_To do_
In the data that follows, find the line containing "the vulture's body"; then quote that line and every line after it, exactly, through the last one.

_Records shown_
══════
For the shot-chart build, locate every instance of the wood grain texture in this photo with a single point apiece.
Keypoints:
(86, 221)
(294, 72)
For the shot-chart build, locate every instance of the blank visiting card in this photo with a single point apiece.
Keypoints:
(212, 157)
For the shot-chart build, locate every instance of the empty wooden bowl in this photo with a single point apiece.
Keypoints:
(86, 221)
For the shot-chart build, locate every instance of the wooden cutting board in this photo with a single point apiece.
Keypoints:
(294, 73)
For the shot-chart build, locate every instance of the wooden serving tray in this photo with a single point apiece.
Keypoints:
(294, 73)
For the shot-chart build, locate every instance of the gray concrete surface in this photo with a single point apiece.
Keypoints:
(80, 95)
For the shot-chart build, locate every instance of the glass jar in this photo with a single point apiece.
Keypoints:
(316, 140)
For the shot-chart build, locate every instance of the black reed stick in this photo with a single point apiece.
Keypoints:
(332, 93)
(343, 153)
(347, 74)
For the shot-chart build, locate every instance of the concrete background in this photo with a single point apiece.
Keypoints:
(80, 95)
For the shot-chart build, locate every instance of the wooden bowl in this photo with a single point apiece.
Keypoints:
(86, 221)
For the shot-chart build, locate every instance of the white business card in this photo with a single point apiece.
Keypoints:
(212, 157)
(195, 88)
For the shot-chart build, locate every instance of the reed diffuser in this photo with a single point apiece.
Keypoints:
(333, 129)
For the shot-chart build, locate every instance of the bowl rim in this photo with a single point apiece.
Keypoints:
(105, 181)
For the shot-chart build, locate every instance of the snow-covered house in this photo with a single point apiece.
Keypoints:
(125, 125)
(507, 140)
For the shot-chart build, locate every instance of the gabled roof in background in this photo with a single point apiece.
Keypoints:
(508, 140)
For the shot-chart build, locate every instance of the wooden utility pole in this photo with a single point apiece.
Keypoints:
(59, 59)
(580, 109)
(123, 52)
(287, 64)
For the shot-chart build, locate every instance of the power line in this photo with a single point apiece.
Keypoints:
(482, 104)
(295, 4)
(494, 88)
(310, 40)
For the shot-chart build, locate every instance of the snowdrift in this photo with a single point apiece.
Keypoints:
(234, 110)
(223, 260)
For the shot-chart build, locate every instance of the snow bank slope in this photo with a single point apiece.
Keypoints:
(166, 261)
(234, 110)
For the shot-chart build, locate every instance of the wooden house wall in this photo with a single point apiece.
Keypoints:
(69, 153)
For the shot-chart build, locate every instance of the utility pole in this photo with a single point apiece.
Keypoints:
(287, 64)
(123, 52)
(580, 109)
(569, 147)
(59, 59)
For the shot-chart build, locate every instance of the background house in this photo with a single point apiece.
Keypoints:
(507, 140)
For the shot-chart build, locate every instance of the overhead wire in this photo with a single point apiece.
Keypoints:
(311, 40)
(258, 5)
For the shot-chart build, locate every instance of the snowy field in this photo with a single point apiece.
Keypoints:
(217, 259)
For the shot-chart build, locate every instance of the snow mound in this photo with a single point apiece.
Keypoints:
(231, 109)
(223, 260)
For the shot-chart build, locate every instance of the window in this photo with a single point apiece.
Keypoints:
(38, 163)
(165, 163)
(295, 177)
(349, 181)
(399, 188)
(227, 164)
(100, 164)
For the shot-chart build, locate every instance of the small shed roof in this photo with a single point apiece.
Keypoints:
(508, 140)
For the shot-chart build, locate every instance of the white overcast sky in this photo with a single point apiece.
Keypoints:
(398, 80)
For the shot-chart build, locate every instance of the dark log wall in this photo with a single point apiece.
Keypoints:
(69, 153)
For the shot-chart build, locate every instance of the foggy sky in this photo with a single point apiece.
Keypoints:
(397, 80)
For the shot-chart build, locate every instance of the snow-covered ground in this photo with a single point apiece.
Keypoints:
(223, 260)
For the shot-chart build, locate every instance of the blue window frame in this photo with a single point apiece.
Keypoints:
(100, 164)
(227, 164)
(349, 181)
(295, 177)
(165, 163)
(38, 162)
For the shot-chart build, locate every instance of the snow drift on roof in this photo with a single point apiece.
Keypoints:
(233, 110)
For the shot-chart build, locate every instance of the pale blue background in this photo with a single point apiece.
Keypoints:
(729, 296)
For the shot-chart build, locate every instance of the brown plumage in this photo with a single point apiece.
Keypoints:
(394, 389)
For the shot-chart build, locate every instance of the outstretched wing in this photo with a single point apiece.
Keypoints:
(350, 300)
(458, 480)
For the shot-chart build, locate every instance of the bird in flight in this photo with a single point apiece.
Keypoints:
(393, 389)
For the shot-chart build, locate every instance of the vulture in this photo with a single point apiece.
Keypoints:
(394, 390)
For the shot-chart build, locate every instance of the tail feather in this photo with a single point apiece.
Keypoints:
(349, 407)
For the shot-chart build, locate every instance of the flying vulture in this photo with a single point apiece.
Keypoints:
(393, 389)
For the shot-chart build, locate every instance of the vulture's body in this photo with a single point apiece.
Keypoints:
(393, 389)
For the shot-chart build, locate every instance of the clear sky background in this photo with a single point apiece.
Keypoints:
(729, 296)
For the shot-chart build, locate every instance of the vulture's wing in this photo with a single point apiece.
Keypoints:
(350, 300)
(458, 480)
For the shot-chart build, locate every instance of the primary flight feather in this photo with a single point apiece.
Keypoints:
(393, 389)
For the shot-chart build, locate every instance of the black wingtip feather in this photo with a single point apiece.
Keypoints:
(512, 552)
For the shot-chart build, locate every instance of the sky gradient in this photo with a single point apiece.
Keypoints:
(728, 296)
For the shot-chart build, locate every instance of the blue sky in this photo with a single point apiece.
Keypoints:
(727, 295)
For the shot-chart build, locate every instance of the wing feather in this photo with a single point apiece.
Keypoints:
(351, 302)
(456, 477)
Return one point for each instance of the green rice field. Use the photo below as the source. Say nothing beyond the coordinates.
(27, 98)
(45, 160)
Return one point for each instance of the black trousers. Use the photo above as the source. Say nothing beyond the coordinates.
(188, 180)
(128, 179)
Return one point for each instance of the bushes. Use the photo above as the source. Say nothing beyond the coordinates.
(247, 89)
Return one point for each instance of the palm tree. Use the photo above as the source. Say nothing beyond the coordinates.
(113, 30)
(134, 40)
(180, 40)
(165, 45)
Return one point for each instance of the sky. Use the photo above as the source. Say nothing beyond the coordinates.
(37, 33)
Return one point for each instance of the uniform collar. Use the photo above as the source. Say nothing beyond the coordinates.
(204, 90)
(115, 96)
══════
_Solution to the problem_
For the shot-chart build, locate every instance of the vulture's body in this photo with a single point apiece.
Keypoints:
(393, 389)
For the shot-chart build, locate every instance of the clear sky background in this photo with a single point apiece.
Keypoints:
(729, 296)
For the shot-chart build, locate every instance of the vulture's wing in this photo with a single point apiece.
Keypoints:
(350, 300)
(458, 480)
For the shot-chart build, locate every instance of the primary flight feather in this photo with a single point apiece.
Keypoints:
(393, 389)
For the shot-chart build, locate every instance of the black wingtip feather in this photo with a single point apiece.
Keypoints:
(512, 552)
For the shot-chart build, locate every instance of the sky gradient in this photo with a single point apiece.
Keypoints:
(728, 296)
For the shot-chart build, locate every instance of the blue sky in this photo with a single point apiece.
Keypoints:
(727, 295)
For the shot-chart build, locate every instance of the wing feather in this photo with a single point apiece.
Keypoints:
(351, 302)
(456, 477)
Return one point for each instance of the green rice field. Use the photo below as the source. Say nothing beyond the coordinates.
(27, 98)
(45, 160)
Return one point for each instance of the black trousers. Use the photo above as the source. Say nothing beyond the coordinates.
(188, 180)
(128, 179)
Return one point for each instance of the bushes. Use the photo above as the source. Say nothing beyond the coordinates.
(247, 89)
Return one point for each instance of the palm tree. Use the photo above as the source. Say nothing beyond the coordinates.
(113, 30)
(134, 40)
(180, 40)
(165, 45)
Return one point for each instance of the sky. Use the photo above as the source. Say nothing beyond the coordinates.
(37, 33)
Return one point for each instance of the uniform collar. Use the photo above as the source. Say nothing beyond the coordinates.
(204, 90)
(115, 96)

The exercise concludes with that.